Excerpted text
--- START ---

Kelly Wilson does a masterful job of framing the many different ways in which a therapist grounded in mindfulness might skillfully nurture greater awareness and self-knowing in his or her clients. His approach is a very creative use of mindfulness within the dyadic relationship, both verbal and non-verbal. Of course, it is impossible to engage in authentically without continually listening deeply to and learning from the myriad "dyadic relationships" we have within ourselves, as he so aptly and honestly recounts. This book makes a seminal contribution to the growing literature on ACT and its interface with mindfulness theory and practice.

—Jon Kabat-Zinn, author of Full Catastrophe Living and Letting Everything Become Your Teacher and coauthor of The Mindful Way Through Depression

 
This is a book of enormous breadth and depth, a book full of wisdom from an internationally acclaimed clinician and researcher. Wilson builds bridges between therapy traditions in a wonderful way. For those who already teach mindfulness as part of their therapy, this is a must-read. For those who are yet to do so, this book is the best invitation possible.

—Mark Williams, professor of clinical psychology at the University of Oxford and coauthor of The Mindful Way Through Depression

 
There is tremendous change occurring in our collective thinking regarding empirically supported interventions. Mindfulness for Two portends the direction of this change, where the scientist, therapist and client are motivated and affected by the same set of principles. Mindfulness in general and ACT in particular apply to both the client and the therapist, and Wilson and DuFrene are insightful, emotionally honest, and pragmatic. This is a refreshing and timely contribution to therapy process.

--- END ---

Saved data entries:
--- START ---

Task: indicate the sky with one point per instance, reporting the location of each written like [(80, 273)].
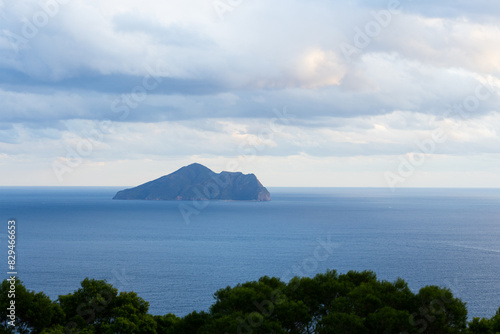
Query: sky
[(314, 93)]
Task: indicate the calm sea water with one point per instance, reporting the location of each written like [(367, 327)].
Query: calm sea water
[(426, 236)]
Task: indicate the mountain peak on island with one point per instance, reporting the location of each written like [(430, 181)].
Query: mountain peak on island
[(197, 182)]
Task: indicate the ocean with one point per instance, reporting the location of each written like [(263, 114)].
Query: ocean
[(176, 255)]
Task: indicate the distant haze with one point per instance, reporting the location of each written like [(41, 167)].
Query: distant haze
[(300, 93)]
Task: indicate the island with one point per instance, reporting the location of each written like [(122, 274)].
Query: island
[(197, 182)]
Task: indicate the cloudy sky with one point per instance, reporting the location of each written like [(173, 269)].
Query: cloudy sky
[(301, 93)]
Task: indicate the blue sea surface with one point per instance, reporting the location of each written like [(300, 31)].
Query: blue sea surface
[(445, 237)]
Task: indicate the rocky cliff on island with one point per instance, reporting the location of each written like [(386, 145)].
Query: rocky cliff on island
[(197, 182)]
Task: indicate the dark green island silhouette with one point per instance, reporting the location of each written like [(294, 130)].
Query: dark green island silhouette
[(197, 182)]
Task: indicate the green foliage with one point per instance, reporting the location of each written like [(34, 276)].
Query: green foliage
[(34, 311), (355, 302)]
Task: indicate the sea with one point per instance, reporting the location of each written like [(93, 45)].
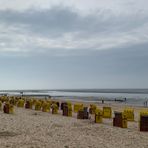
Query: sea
[(134, 97)]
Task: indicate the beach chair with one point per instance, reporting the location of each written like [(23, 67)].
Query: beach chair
[(77, 107), (98, 115), (120, 120), (129, 112), (83, 113), (107, 112), (92, 108), (143, 123)]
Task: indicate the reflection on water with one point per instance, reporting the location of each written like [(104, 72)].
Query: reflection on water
[(137, 99)]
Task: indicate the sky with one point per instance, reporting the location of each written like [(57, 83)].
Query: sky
[(57, 44)]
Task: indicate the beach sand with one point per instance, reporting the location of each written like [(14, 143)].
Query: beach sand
[(36, 129)]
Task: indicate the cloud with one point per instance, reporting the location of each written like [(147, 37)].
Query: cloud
[(64, 31)]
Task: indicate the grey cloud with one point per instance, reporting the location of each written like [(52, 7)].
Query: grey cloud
[(57, 21)]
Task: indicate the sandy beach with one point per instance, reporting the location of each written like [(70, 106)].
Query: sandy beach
[(28, 128)]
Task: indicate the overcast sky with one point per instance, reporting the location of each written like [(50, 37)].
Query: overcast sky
[(46, 44)]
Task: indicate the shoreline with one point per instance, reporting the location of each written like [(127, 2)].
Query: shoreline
[(27, 128)]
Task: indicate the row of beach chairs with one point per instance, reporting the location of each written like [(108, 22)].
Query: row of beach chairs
[(120, 119)]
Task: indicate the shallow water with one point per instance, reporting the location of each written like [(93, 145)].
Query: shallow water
[(135, 97)]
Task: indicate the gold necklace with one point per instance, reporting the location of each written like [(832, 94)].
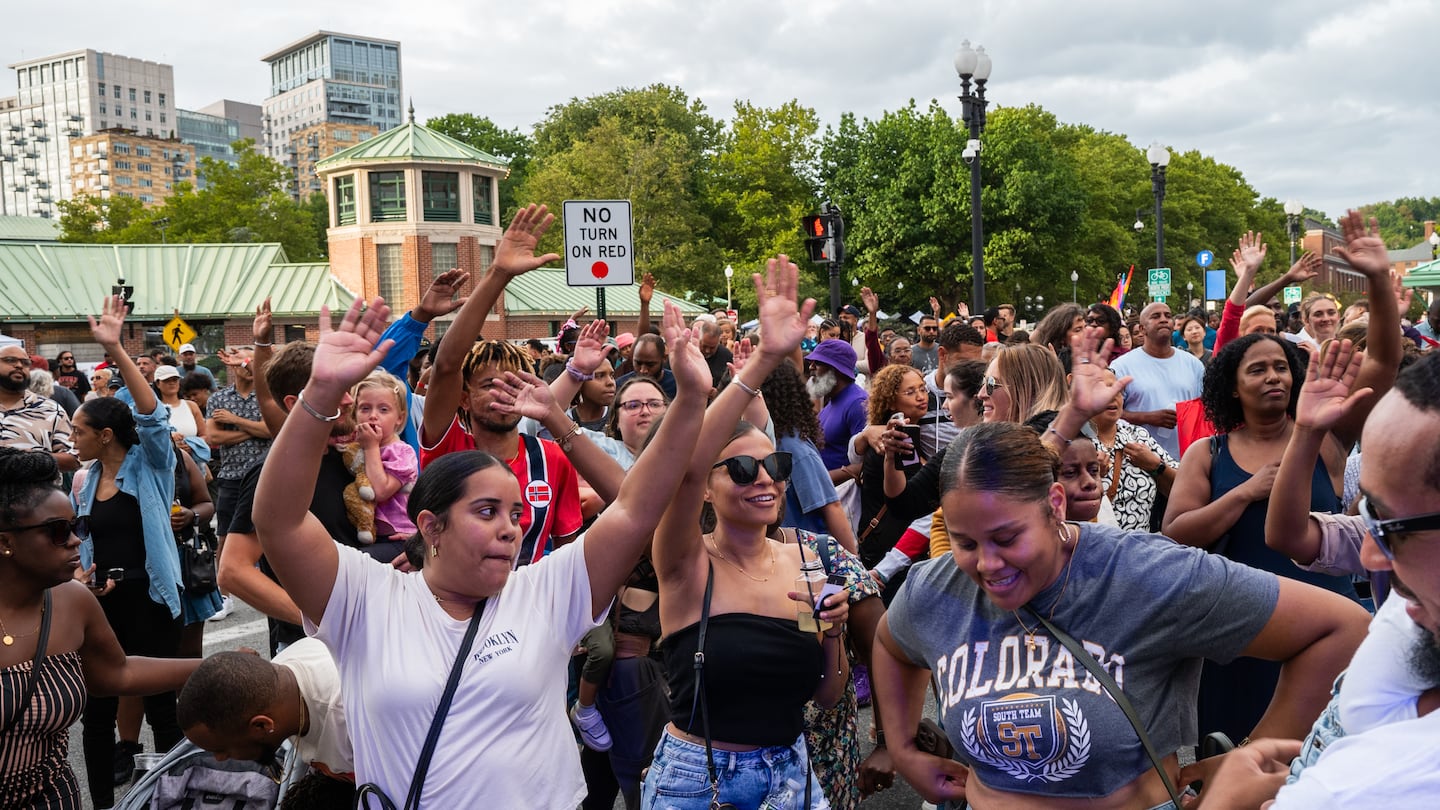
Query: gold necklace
[(1030, 634), (727, 561), (9, 640)]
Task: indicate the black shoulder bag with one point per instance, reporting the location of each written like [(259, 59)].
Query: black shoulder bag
[(1087, 660), (35, 666), (422, 766)]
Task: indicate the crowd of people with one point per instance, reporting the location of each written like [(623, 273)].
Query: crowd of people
[(671, 565)]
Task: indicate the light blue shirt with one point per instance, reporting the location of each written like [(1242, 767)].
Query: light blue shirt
[(149, 476)]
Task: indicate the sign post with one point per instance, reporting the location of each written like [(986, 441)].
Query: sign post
[(599, 247)]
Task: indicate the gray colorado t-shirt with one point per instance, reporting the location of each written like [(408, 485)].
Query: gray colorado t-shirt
[(1034, 719)]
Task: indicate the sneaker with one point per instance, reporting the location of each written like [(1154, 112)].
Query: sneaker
[(592, 727), (861, 685), (126, 760)]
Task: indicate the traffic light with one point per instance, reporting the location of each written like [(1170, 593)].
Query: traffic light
[(821, 238)]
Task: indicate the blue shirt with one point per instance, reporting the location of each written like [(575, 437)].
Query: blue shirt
[(147, 474)]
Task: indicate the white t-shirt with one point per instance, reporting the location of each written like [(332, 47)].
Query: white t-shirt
[(1158, 385), (327, 741), (1393, 766), (506, 741)]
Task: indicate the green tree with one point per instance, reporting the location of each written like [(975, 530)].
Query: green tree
[(486, 136)]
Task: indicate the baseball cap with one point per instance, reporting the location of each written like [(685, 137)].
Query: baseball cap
[(837, 355)]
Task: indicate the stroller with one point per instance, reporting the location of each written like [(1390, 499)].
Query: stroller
[(190, 777)]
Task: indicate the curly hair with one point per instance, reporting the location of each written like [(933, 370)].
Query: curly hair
[(26, 479), (1218, 391), (884, 389), (791, 410)]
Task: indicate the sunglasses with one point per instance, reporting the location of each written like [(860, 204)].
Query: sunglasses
[(1381, 531), (746, 469), (59, 529)]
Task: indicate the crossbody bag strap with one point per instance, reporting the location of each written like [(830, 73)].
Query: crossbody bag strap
[(1087, 660), (422, 767), (35, 665)]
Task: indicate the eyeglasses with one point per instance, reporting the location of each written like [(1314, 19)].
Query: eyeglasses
[(59, 529), (654, 405), (746, 469), (1381, 531)]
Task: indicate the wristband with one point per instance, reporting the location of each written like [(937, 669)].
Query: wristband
[(575, 374), (317, 414)]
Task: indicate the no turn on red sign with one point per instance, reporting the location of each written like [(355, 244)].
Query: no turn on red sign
[(599, 248)]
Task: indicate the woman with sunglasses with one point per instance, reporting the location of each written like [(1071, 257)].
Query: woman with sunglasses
[(131, 555), (39, 555), (738, 709), (1030, 724)]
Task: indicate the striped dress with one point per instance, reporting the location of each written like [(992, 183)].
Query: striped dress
[(35, 773)]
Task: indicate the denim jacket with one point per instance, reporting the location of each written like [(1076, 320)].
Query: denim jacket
[(147, 474)]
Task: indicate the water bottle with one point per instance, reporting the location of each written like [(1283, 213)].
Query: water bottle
[(810, 582)]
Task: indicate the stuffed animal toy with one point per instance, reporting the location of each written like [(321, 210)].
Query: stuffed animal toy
[(359, 495)]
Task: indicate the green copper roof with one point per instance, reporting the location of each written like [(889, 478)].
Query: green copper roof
[(412, 143), (66, 281), (545, 291), (29, 229)]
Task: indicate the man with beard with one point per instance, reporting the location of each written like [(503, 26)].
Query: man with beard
[(1393, 764), (29, 421), (831, 379), (241, 706)]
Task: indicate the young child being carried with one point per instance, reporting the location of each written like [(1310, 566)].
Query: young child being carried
[(389, 461)]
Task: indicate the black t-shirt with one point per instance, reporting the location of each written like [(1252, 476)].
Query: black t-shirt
[(327, 505)]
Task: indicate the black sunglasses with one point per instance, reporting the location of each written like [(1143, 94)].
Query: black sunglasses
[(59, 529), (746, 469), (1380, 531)]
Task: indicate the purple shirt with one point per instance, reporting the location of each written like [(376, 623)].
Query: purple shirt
[(840, 420)]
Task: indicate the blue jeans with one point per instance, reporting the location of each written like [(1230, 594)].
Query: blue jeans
[(769, 779)]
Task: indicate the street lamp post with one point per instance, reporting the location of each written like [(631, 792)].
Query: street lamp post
[(1292, 222), (1158, 156), (974, 64)]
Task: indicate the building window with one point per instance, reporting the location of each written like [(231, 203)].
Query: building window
[(484, 215), (390, 273), (346, 199), (444, 255), (388, 196), (441, 196)]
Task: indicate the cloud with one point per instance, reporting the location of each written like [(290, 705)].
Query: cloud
[(1325, 100)]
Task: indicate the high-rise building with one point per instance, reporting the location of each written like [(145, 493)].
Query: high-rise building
[(330, 78), (65, 97)]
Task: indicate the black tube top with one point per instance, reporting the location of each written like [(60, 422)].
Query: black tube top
[(759, 673)]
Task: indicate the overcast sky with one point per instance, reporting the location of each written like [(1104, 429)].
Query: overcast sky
[(1326, 101)]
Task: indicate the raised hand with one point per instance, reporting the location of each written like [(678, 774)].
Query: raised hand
[(1092, 389), (516, 252), (686, 362), (522, 394), (264, 325), (1305, 268), (1326, 397), (1364, 250), (870, 300), (1250, 254), (349, 352), (113, 317), (782, 320), (439, 299), (591, 348)]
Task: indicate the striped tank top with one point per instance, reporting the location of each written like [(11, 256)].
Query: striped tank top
[(35, 771)]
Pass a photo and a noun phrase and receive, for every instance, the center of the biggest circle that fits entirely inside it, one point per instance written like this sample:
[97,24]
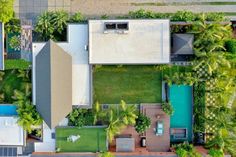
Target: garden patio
[92,139]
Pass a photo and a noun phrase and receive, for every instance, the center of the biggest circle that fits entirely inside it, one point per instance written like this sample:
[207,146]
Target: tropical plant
[215,153]
[230,46]
[6,13]
[167,108]
[52,25]
[15,42]
[114,127]
[185,149]
[106,154]
[142,123]
[13,26]
[77,17]
[127,113]
[22,96]
[1,75]
[80,117]
[28,116]
[210,37]
[212,61]
[2,97]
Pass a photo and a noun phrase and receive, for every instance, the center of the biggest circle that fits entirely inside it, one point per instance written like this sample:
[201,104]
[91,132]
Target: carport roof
[53,83]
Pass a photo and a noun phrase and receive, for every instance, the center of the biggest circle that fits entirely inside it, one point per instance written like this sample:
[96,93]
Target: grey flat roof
[183,44]
[53,83]
[1,46]
[147,41]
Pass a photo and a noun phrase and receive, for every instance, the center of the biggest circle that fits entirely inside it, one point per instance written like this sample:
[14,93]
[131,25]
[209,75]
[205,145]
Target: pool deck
[156,143]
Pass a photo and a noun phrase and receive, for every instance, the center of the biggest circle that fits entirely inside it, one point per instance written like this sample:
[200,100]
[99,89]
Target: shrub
[215,153]
[142,123]
[77,17]
[16,64]
[81,117]
[167,108]
[230,45]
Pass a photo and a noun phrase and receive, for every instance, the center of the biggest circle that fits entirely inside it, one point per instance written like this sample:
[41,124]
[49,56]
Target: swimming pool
[182,102]
[8,110]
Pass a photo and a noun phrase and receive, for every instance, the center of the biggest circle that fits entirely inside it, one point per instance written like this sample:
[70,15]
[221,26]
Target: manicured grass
[91,139]
[16,64]
[9,83]
[133,84]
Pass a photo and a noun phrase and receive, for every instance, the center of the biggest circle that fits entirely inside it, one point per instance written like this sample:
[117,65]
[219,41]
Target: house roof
[183,44]
[142,42]
[53,72]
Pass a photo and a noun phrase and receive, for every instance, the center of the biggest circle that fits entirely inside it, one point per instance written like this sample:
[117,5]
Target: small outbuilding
[183,44]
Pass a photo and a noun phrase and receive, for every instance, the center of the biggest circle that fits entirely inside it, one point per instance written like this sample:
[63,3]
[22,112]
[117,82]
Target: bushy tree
[142,123]
[52,25]
[6,10]
[167,108]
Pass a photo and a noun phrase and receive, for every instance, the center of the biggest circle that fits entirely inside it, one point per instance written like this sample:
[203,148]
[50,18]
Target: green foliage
[105,16]
[13,26]
[52,25]
[15,42]
[181,78]
[167,108]
[16,64]
[142,123]
[230,46]
[28,116]
[199,107]
[80,117]
[77,17]
[210,37]
[215,153]
[181,152]
[185,149]
[6,10]
[186,16]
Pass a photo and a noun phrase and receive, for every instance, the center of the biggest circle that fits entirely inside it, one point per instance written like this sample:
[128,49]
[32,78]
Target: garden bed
[92,139]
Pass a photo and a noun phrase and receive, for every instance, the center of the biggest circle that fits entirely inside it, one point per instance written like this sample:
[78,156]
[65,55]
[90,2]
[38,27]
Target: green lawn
[133,84]
[9,83]
[91,139]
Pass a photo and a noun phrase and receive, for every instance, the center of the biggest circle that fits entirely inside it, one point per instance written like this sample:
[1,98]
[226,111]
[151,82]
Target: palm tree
[114,127]
[22,96]
[44,26]
[210,36]
[127,113]
[212,62]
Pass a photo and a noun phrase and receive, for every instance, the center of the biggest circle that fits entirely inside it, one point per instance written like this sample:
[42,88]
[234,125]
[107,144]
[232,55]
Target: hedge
[230,45]
[185,16]
[16,64]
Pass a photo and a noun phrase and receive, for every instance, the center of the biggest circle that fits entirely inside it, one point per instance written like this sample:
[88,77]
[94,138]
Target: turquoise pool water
[181,99]
[8,110]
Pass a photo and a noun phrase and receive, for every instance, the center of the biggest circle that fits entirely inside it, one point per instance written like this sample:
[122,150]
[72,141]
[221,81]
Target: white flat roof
[11,134]
[145,42]
[77,41]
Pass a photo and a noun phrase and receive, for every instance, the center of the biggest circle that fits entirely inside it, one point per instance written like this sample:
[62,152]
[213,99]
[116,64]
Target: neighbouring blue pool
[182,101]
[8,110]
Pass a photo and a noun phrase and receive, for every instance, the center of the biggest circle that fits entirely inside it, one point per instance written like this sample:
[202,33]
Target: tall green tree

--- END ---

Required work
1 > Answer these questions from the endorsements:
(a) According to Jon Kabat-Zinn, the book contributes to the growing literature on what?
(b) What position does Mark Williams hold at the University of Oxford?
(c) What title does the third endorsement say portends the direction of change?
2 > Please reproduce the endorsements word for word, from "There is tremendous" up to and including "to therapy process.".
3 > Translate this sentence from the endorsements into Spanish: "Wilson builds bridges between therapy traditions in a wonderful way."
The listing stands apart from the endorsements.

Answer list
1 >
(a) ACT and its interface with mindfulness theory and practice
(b) Professor of clinical psychology
(c) Mindfulness for Two

2 >
There is tremendous change occurring in our collective thinking regarding empirically supported interventions. Mindfulness for Two portends the direction of this change, where the scientist, therapist and client are motivated and affected by the same set of principles. Mindfulness in general and ACT in particular apply to both the client and the therapist, and Wilson and DuFrene are insightful, emotionally honest, and pragmatic. This is a refreshing and timely contribution to therapy process.

3 > Wilson tiende puentes entre las tradiciones terapéuticas de una manera maravillosa.